# EXERCISE TASK
Exactly repeat the material, dropping only the pictures.

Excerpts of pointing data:
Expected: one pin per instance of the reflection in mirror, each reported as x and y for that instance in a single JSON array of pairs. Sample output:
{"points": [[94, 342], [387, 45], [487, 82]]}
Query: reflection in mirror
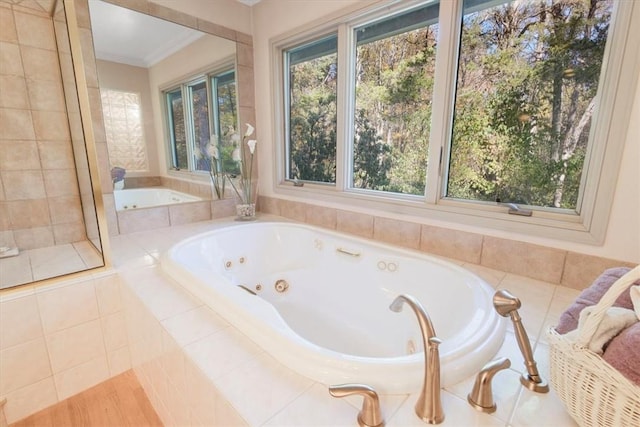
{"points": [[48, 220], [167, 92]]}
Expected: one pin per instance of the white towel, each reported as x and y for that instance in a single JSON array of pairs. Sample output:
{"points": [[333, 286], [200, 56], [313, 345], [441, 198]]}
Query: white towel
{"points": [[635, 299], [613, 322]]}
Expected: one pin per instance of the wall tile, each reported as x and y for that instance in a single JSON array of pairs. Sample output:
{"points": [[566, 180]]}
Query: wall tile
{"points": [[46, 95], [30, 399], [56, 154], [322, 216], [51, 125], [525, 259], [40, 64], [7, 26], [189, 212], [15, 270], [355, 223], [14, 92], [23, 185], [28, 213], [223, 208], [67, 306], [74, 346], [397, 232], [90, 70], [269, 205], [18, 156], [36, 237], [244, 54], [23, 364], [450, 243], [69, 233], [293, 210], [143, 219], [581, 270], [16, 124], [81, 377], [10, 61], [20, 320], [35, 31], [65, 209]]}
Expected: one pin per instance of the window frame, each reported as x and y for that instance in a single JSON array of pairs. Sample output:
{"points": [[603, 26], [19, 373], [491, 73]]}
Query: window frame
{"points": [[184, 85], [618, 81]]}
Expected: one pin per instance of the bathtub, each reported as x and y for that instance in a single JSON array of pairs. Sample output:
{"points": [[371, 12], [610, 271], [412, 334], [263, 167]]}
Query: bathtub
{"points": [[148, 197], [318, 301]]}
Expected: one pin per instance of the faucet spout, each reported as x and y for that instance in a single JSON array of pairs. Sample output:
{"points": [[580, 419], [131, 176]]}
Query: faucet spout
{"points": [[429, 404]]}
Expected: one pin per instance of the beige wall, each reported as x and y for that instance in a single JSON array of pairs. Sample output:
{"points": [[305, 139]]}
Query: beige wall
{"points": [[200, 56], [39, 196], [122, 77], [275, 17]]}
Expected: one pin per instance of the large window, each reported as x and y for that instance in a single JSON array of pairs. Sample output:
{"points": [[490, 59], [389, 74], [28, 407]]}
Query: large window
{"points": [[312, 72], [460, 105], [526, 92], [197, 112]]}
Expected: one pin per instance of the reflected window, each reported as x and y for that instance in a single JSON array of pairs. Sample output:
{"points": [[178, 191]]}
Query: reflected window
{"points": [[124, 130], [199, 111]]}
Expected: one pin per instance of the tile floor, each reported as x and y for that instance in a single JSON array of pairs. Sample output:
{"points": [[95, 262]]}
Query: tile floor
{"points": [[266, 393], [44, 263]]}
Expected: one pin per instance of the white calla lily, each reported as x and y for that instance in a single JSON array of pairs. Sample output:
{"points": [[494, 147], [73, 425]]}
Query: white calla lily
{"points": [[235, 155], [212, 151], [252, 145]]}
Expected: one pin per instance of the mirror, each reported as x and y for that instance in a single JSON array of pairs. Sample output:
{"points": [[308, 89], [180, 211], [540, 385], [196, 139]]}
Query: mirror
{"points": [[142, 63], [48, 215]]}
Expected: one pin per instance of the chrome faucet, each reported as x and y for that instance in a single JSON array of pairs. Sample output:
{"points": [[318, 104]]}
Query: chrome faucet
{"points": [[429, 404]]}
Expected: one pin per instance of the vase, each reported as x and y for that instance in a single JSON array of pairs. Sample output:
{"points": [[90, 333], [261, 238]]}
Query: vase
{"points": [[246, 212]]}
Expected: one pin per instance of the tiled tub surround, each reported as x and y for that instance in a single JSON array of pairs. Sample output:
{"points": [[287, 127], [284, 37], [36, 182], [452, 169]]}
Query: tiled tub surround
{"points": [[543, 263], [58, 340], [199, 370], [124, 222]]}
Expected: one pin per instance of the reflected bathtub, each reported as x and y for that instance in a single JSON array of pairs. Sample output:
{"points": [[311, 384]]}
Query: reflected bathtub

# WRITTEN ANSWER
Expected: one pin per instance of the reflection in mirror, each reported as x and y for that instance in a single JSON array of pairs. Sample output:
{"points": [[94, 342], [387, 45], [487, 82]]}
Query: reflection in mirror
{"points": [[48, 220], [167, 92]]}
Expected: one pin per instance of the white towel, each reported as x and y for that instance in a single JSON array of pairs. Sample output:
{"points": [[333, 286], [200, 56], [313, 345], [441, 198]]}
Query: white towel
{"points": [[635, 299], [613, 322]]}
Expected: one pin per instance of the wall tile, each reported as x and y for that instance in a single JSON array of pairs. Sample output:
{"points": [[566, 180]]}
Query: wall tile
{"points": [[46, 95], [30, 399], [56, 154], [322, 216], [51, 125], [525, 259], [40, 64], [7, 26], [189, 212], [15, 270], [355, 223], [14, 92], [23, 185], [28, 213], [223, 208], [67, 306], [74, 346], [397, 232], [90, 70], [269, 205], [18, 156], [36, 237], [244, 54], [23, 364], [450, 243], [69, 233], [293, 210], [143, 219], [581, 270], [16, 124], [81, 377], [10, 61], [20, 320], [35, 31], [65, 209]]}
Expected: one pin per instance of the window frame, each reported as x and y for that instance in a single JSON array of pairs. Sample output:
{"points": [[603, 26], [19, 373], [491, 73]]}
Query: window frame
{"points": [[184, 85], [618, 81]]}
Expected: one pin per instance of the bathtub, each reported as x and y for that instance in a single JSON array of pairs. Sample output:
{"points": [[371, 12], [610, 271], [412, 334], [263, 167]]}
Query: bathtub
{"points": [[148, 197], [318, 301]]}
Expected: one pin per instance of the faucet spout, each reported as x and y for that instance in a single JSON array of pairs. Sample output:
{"points": [[580, 419], [131, 176]]}
Query: faucet spout
{"points": [[429, 404]]}
Expected: one pin per instance of the beige wall, each reported as x and y for that instance in a single JSON array of pairs. Sample output:
{"points": [[305, 139]]}
Query: beige wall
{"points": [[200, 56], [39, 196], [122, 77], [275, 17]]}
Expected: one pin per instance of the large window, each reported as x and y for that instance in a single JSON array of pairs. Sample output:
{"points": [[490, 59], [389, 74], [28, 407]]}
Query: large window
{"points": [[312, 72], [460, 105], [526, 92], [197, 112]]}
Expected: one pin per instance of the reflected window, each reported as x and y for that instance in a single JSON array of pairs. Sample output:
{"points": [[178, 191]]}
Query: reflected window
{"points": [[124, 130], [199, 111]]}
Expected: one pin per instance of the tile floor, each reported as x and y for that instance in a single JSON array of pairs. Sample output:
{"points": [[95, 262]]}
Query: tile floor
{"points": [[266, 393], [44, 263]]}
Expected: one pin per instance of the white calla lily, each reported as x and y for that instance in a single JSON array of pairs. Sample output:
{"points": [[494, 147], [73, 425]]}
Query: white calla lily
{"points": [[235, 155], [212, 151], [252, 145]]}
Expected: one pin per instance of the mirror, each reported as x and y for that instance in a single JSON array of pairs. Sample output:
{"points": [[308, 89], [180, 211], [540, 385], [196, 139]]}
Query: mirror
{"points": [[142, 63], [48, 215]]}
Expected: one pin per instance of the chrome faucet, each reported as x and y for that instance in a single JSON array of pairs. Sample output:
{"points": [[318, 104]]}
Query: chrome faucet
{"points": [[429, 404]]}
Expected: one pin per instance of the vase, each reported as x and y for that instance in a single JSON array of pairs. Sample output:
{"points": [[90, 333], [261, 238]]}
Query: vase
{"points": [[246, 212]]}
Expected: one pin per instance of the tiled tub surround, each reported as x and y for that instance in a single JSON array of pairs. Sample output:
{"points": [[287, 127], [284, 37], [36, 182], [452, 169]]}
Query: tiled tub surround
{"points": [[543, 263], [58, 340], [199, 370], [124, 222]]}
Expected: one pin per instance of the reflected bathtub, each reported as x and y for that instance in a single JSON array of pairs. Sample output:
{"points": [[311, 384]]}
Query: reflected bathtub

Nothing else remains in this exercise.